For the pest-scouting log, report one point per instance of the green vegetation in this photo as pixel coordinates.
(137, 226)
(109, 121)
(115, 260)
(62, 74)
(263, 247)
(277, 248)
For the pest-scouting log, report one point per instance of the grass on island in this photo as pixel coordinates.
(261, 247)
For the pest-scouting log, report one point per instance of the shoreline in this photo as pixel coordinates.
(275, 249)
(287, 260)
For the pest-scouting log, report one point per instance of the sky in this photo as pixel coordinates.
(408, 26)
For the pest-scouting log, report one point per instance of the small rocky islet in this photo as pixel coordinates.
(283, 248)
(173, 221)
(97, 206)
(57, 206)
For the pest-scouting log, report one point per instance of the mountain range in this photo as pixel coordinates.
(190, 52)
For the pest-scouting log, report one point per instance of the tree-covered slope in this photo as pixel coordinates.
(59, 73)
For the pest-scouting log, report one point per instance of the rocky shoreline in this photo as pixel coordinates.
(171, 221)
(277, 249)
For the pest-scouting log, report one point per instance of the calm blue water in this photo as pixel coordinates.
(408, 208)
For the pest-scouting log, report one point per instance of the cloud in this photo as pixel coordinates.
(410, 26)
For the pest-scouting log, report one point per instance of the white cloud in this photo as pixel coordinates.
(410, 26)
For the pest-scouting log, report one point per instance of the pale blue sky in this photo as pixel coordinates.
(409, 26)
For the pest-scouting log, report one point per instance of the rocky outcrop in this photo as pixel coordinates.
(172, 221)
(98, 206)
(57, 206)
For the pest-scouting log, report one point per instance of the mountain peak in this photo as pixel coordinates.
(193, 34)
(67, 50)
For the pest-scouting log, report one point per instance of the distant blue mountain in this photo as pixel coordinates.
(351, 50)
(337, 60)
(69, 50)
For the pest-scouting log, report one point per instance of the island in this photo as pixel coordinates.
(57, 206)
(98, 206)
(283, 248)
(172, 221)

+++

§ **DIRECTIONS**:
Quote every line from the line containing "the cloud in this photo as pixel coordinates." through the closing line of the listing, including both.

§ **RESULT OF THIS TASK**:
For the pest-scouting log, report one point per instance of the cloud in this photo as pixel coordinates.
(410, 26)
For the pest-scouting log, report one point per instance of the white cloud in this photo as pixel coordinates.
(410, 26)
For the pest-scouting log, report one point per instance of the pale blue sky in this photo as pixel coordinates.
(409, 26)
For the pest-scouting log, report one point per instance of the rocky outcrop in this photo as pixel coordinates.
(172, 221)
(98, 206)
(57, 206)
For the pest-scouting log, report one point per instance of the mountain peak in this photo as pixel coordinates.
(193, 34)
(67, 50)
For the pest-scouting log, report one point per instance of the distant blue mountain in this photo as pixel coordinates.
(351, 50)
(337, 60)
(69, 50)
For the pest-scouting log, report one point per instance of the island in this photo as pixel coordinates.
(57, 206)
(98, 206)
(283, 248)
(172, 221)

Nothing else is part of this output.